**Point-per-instance localization data:**
BEGIN
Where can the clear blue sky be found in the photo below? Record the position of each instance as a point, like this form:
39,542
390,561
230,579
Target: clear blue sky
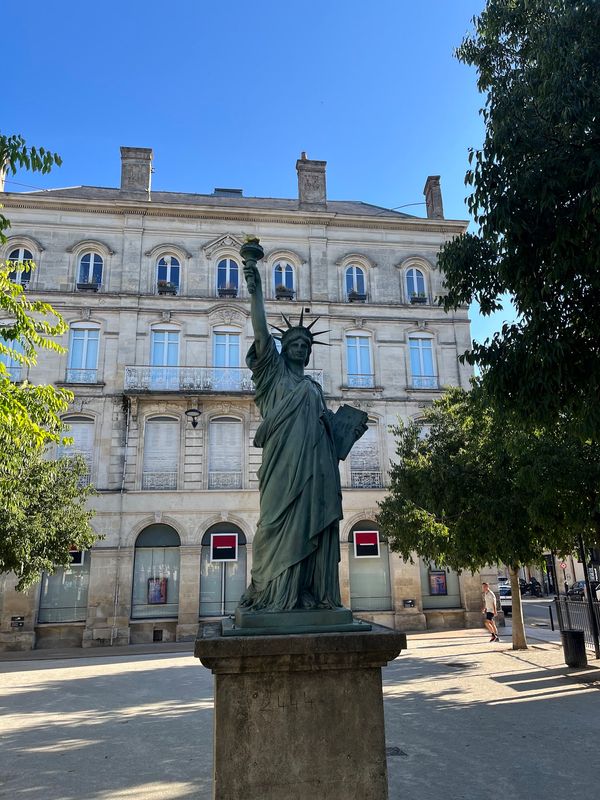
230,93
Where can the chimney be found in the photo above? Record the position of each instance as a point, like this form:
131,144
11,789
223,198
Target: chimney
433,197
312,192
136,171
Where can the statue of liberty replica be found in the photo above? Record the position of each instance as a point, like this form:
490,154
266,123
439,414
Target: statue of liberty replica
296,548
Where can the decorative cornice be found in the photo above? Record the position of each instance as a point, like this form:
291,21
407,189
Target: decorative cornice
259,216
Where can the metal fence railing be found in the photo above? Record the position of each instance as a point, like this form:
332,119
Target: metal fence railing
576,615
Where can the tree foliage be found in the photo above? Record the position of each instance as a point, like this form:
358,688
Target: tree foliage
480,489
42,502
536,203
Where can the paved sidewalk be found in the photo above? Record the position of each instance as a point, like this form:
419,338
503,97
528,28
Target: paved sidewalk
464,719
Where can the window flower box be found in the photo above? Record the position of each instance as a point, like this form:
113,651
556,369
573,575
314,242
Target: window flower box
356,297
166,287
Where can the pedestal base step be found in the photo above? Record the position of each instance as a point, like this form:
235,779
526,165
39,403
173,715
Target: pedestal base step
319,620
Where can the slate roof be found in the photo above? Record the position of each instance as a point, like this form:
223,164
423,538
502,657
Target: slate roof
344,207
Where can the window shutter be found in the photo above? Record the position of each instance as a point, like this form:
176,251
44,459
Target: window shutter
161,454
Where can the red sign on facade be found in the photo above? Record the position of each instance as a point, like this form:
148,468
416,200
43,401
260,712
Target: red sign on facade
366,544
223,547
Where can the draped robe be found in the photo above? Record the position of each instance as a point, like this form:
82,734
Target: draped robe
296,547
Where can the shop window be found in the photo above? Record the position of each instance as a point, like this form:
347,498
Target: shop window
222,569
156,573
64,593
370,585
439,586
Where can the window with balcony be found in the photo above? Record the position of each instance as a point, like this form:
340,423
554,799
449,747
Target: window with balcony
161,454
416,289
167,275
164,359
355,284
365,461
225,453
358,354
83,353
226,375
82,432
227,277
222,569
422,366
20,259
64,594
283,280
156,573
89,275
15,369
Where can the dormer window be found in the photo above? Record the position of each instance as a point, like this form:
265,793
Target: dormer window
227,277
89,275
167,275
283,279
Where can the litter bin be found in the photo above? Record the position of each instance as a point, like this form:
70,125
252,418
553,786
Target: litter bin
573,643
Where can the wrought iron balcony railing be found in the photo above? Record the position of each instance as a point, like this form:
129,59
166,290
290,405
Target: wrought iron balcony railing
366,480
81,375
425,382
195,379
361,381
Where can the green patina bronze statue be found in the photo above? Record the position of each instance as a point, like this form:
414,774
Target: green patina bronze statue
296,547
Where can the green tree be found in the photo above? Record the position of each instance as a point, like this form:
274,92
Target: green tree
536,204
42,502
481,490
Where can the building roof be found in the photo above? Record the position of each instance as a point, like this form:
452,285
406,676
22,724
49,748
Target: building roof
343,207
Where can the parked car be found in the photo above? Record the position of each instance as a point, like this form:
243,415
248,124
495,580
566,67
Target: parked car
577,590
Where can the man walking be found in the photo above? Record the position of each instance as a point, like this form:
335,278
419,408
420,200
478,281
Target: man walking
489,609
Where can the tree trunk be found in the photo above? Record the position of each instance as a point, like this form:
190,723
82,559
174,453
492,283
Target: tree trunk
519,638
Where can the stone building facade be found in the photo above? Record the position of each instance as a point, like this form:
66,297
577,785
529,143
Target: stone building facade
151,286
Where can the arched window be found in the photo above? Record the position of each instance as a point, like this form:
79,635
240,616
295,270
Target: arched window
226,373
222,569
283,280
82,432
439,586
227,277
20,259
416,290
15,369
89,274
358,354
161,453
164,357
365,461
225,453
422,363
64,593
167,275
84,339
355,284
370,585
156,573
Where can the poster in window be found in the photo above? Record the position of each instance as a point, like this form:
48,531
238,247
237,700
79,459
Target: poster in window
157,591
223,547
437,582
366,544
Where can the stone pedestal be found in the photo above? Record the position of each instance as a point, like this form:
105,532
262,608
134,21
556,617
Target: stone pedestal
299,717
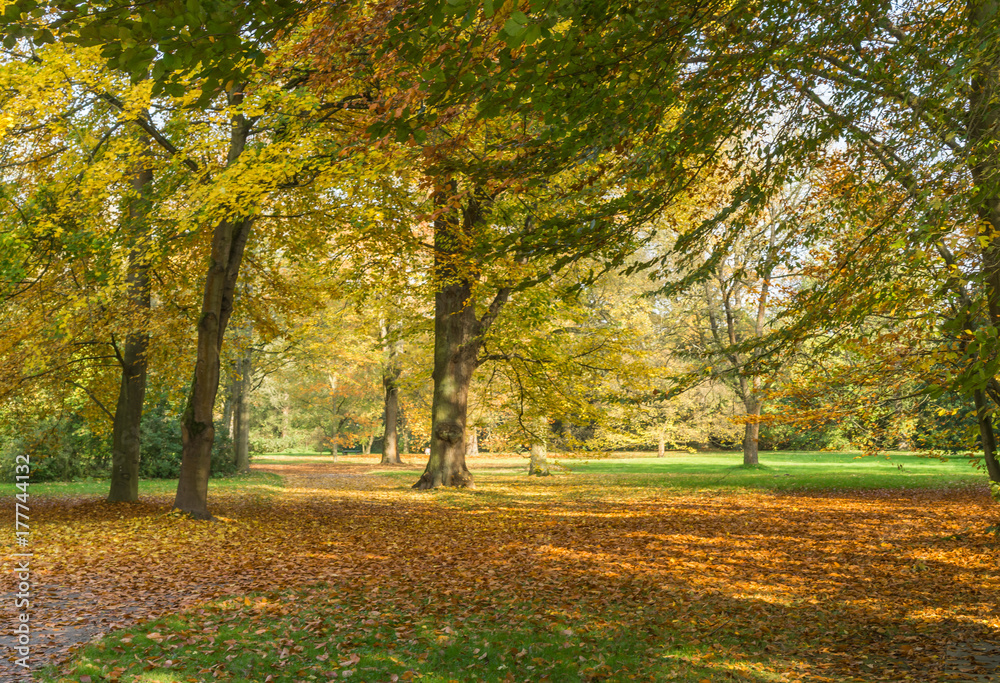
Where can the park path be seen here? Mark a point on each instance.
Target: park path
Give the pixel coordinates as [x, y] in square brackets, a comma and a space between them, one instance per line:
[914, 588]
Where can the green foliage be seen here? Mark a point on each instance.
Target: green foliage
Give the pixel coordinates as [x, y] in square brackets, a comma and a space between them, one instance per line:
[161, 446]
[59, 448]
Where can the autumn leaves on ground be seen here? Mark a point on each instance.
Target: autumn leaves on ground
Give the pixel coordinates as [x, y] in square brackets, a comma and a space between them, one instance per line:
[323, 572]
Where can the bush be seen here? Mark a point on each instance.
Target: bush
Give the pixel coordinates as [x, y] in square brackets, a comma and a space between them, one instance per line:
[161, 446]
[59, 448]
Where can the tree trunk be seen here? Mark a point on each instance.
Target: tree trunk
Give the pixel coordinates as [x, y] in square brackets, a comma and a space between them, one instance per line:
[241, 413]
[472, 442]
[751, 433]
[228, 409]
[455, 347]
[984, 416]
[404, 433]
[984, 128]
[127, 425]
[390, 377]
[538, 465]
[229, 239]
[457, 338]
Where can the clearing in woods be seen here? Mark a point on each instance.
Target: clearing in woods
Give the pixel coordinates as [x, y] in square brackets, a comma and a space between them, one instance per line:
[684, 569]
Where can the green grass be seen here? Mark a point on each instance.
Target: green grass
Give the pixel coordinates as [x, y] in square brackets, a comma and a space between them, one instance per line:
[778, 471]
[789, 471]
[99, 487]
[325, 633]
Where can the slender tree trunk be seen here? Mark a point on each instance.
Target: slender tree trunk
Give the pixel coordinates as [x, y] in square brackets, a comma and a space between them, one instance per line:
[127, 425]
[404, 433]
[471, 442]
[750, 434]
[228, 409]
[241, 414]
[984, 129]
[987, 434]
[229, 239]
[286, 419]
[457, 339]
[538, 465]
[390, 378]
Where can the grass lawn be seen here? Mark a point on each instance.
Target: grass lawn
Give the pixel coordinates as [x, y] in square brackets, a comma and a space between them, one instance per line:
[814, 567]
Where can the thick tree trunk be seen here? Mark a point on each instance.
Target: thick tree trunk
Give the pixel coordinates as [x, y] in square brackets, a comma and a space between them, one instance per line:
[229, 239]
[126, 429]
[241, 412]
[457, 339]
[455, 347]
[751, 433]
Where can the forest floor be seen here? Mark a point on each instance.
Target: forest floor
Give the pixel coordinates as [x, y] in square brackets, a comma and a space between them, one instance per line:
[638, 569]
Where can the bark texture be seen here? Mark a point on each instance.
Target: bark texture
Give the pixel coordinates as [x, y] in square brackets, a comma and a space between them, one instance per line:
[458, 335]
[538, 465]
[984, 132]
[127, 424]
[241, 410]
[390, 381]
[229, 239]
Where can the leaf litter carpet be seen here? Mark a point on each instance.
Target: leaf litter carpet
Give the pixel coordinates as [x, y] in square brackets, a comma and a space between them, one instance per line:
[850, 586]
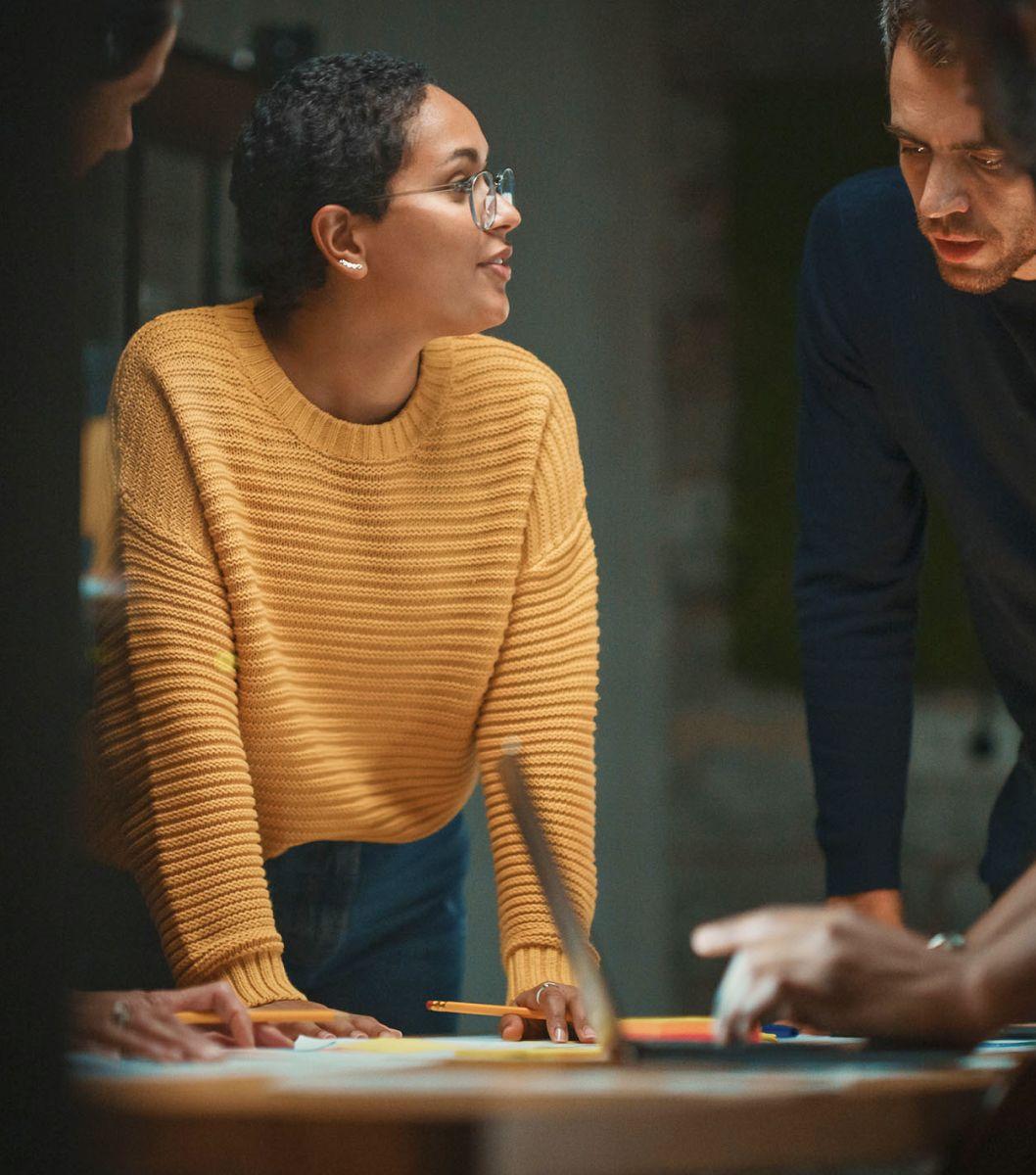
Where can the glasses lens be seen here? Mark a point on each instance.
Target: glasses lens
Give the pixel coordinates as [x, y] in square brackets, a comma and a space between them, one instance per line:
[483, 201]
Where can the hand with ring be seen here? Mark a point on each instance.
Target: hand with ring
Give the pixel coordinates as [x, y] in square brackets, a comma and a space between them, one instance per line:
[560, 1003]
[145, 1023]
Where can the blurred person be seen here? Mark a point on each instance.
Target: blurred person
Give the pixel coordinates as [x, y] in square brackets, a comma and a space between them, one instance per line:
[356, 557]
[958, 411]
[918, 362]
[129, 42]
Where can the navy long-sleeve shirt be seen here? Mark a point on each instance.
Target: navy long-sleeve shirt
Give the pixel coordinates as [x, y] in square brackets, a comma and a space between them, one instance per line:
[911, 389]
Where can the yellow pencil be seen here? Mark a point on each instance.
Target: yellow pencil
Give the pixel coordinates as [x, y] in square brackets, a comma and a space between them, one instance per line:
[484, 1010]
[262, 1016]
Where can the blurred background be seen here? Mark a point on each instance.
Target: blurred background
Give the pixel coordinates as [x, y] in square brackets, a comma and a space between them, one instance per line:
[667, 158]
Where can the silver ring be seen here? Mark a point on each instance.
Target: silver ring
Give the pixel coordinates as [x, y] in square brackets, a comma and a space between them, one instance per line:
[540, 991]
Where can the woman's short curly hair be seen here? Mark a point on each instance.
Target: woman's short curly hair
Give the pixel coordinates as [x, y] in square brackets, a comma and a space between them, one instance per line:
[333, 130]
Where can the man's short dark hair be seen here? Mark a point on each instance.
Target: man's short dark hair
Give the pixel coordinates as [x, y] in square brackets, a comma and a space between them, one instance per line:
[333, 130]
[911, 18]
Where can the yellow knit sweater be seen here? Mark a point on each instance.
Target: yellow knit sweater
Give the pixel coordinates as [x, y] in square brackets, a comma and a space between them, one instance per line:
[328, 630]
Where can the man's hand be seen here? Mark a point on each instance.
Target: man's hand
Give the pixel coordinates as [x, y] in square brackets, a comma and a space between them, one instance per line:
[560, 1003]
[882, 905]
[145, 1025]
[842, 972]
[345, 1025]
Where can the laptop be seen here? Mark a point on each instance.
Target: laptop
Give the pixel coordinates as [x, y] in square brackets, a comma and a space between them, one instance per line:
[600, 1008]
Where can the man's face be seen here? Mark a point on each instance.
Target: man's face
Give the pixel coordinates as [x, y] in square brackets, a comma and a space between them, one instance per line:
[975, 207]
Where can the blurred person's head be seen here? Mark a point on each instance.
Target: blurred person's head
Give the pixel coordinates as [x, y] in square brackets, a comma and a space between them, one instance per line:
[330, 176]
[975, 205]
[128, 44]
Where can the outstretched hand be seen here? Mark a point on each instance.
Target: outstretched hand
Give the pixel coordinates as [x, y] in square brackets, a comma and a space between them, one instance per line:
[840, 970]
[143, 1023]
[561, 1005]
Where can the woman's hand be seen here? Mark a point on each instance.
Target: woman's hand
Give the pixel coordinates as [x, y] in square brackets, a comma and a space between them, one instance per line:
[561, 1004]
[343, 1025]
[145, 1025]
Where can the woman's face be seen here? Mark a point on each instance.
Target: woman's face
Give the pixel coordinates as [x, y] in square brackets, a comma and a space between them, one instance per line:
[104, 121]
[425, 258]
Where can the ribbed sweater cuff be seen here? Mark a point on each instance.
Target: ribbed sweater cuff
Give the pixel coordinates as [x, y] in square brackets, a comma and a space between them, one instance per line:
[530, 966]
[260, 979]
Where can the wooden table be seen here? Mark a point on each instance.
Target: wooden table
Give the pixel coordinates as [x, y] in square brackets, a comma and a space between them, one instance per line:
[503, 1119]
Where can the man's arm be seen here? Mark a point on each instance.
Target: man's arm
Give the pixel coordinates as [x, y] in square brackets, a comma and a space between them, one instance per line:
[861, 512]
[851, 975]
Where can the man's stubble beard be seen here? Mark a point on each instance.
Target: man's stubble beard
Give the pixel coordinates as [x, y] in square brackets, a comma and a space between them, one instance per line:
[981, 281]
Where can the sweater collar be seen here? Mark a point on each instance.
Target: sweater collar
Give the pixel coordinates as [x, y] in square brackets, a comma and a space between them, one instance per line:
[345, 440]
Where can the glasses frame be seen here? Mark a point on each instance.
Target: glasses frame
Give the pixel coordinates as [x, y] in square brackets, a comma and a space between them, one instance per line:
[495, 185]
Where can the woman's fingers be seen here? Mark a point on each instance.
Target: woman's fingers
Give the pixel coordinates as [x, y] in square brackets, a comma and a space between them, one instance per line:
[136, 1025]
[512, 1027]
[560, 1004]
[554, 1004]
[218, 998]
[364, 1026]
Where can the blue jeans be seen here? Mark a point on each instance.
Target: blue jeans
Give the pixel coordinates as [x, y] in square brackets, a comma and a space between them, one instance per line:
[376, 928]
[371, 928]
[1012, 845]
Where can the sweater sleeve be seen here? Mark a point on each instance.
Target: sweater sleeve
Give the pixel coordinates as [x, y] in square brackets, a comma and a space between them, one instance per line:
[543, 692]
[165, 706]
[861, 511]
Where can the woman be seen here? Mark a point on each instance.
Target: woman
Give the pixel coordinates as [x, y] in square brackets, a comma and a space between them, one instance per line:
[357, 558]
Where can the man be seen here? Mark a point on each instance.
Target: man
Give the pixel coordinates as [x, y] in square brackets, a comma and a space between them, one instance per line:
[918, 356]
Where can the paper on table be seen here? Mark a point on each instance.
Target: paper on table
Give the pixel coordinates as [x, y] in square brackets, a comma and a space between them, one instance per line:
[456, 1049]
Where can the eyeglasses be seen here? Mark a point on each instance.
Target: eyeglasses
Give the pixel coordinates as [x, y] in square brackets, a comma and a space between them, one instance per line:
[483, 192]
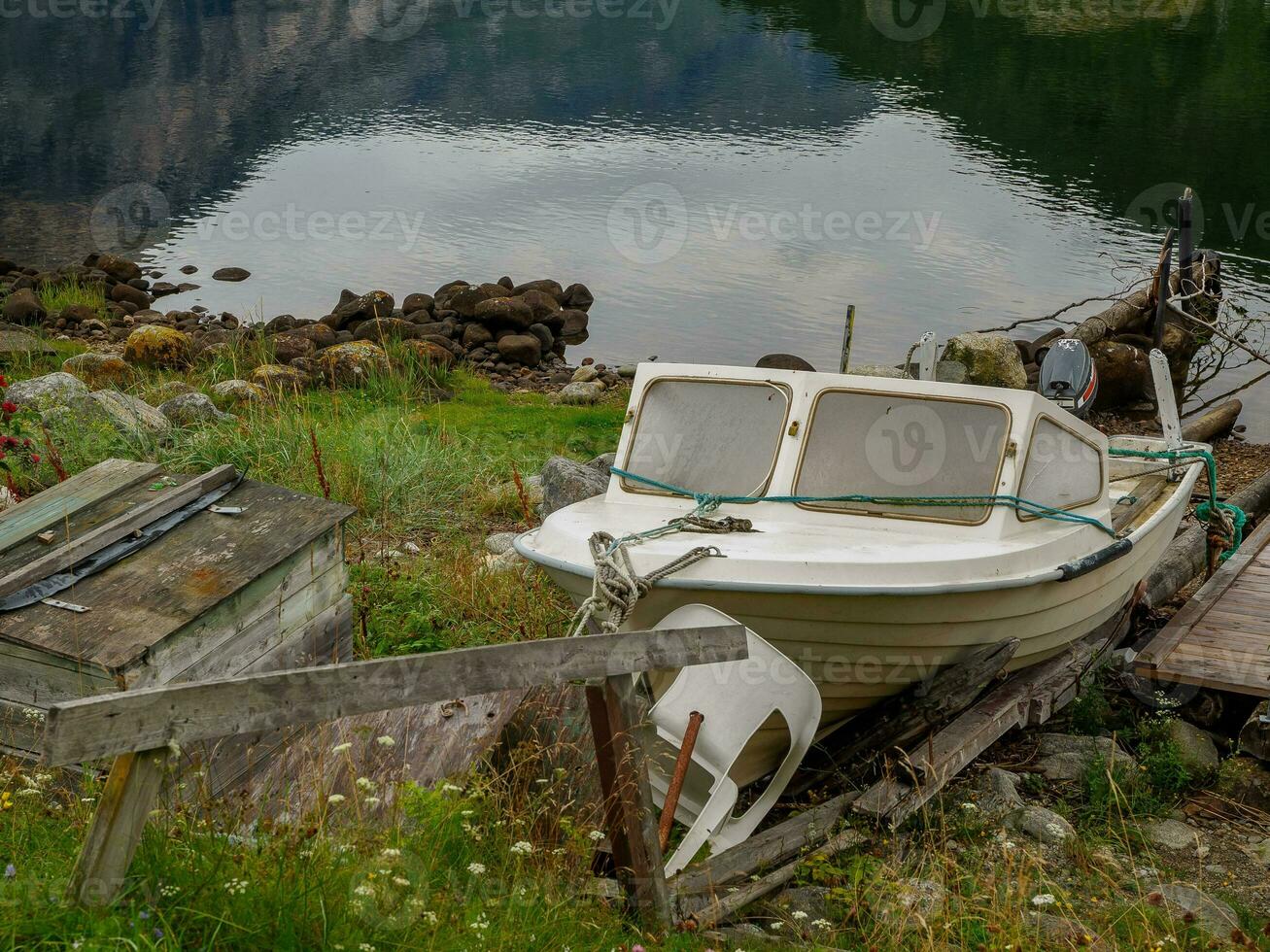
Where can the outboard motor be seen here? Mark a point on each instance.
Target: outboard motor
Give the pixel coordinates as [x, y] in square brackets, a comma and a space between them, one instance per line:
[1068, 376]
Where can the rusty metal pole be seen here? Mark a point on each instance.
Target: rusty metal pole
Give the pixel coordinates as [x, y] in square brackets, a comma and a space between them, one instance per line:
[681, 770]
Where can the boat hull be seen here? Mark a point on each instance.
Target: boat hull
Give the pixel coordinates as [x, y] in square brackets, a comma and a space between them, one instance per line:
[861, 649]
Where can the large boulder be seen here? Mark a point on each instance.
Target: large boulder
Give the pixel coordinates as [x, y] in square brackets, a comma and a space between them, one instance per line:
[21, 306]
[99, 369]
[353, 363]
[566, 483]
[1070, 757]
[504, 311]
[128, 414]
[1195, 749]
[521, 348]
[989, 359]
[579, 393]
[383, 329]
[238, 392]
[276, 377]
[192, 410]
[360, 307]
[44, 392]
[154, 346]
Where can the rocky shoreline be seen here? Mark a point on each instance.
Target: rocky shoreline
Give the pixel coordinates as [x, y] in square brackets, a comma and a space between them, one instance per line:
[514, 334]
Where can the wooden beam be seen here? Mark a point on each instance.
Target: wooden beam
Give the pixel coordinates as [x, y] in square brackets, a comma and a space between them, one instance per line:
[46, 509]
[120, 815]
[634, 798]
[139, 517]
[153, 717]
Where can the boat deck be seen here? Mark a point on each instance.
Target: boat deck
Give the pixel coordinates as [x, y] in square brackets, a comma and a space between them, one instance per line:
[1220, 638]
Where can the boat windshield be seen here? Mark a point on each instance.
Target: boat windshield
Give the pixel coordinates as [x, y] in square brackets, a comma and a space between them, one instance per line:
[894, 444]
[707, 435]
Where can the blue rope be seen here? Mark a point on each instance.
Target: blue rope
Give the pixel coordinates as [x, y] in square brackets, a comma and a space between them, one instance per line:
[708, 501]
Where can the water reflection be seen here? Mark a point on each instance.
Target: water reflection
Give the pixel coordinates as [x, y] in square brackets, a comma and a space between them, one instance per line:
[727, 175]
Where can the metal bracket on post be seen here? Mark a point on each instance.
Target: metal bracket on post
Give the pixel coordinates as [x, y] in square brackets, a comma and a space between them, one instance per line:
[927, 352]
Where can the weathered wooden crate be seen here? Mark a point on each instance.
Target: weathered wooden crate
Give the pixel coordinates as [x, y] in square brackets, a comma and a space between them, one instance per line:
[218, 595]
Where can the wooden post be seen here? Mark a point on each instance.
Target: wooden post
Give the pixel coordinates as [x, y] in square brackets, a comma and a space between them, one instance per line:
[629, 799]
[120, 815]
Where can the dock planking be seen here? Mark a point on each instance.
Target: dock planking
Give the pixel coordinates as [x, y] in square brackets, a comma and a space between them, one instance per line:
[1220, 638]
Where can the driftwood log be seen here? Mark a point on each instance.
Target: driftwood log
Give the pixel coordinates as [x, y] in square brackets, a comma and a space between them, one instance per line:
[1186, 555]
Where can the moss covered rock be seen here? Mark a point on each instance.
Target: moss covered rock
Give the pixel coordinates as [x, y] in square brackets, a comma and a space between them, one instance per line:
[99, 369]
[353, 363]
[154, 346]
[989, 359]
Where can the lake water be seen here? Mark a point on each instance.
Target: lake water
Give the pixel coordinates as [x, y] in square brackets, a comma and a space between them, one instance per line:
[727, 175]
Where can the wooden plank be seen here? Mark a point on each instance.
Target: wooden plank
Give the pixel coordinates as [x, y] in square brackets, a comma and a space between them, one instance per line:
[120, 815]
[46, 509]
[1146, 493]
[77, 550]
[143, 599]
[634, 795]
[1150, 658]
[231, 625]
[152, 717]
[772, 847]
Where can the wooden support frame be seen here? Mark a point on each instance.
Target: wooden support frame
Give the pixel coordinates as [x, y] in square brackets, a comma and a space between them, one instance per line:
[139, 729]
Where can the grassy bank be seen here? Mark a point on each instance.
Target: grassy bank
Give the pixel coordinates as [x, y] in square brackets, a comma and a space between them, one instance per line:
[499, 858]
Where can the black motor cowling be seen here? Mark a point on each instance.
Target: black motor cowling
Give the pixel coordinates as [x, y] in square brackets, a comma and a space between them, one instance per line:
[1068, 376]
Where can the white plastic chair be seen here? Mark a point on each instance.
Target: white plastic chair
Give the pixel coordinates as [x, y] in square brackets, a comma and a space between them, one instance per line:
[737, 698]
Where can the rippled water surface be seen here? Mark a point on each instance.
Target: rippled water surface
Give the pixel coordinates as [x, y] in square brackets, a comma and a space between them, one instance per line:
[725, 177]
END
**Your instructions:**
When a line of the records holds the word "yellow", copy that line.

**Written solution:**
Where can the yellow pencil be seen here? Mark a point on each instance.
Target: yellow pencil
Where can the yellow knit sweater be seen here? Mark a point on each instance.
Target: yellow knit sweater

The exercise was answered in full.